JOB:
Pull out every line in the listing below that contains the word "knit", and copy each of those lines in full.

** start of MATERIALS PROVIDED **

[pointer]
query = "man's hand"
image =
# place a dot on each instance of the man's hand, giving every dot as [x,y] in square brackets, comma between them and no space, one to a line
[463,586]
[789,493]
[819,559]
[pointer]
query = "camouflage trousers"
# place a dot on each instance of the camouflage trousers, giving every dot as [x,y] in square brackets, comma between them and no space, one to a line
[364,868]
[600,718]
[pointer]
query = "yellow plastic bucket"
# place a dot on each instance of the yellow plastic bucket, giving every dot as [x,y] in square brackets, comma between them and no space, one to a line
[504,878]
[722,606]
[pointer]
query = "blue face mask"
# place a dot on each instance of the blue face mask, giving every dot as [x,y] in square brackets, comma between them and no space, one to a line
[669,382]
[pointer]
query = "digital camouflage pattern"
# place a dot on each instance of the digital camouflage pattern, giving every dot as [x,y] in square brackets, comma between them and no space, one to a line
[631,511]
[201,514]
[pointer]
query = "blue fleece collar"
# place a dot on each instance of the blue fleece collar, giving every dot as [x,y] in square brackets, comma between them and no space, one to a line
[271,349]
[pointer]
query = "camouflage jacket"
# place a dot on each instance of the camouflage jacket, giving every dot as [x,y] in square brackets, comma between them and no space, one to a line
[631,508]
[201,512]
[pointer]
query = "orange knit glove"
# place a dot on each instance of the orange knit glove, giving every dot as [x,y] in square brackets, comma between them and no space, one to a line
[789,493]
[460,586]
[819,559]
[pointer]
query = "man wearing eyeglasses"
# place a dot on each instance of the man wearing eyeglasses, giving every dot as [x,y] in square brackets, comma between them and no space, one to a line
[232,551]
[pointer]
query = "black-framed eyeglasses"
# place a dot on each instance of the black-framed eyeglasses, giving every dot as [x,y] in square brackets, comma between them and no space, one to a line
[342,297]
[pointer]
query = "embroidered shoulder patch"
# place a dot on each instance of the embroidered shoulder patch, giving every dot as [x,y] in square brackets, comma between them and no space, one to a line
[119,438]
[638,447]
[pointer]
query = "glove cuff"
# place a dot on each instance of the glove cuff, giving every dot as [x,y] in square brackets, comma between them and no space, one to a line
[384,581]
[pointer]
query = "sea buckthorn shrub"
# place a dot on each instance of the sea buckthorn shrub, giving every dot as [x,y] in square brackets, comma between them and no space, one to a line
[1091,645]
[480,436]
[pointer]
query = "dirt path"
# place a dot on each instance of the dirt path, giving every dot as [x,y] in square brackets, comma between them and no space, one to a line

** end of MATERIALS PROVIDED **

WRITTEN ANSWER:
query = "orange knit glove"
# place a dot on each instance of the orange knit glove, giving every dot as [x,y] in square brackets, comma between them and no space, one to a line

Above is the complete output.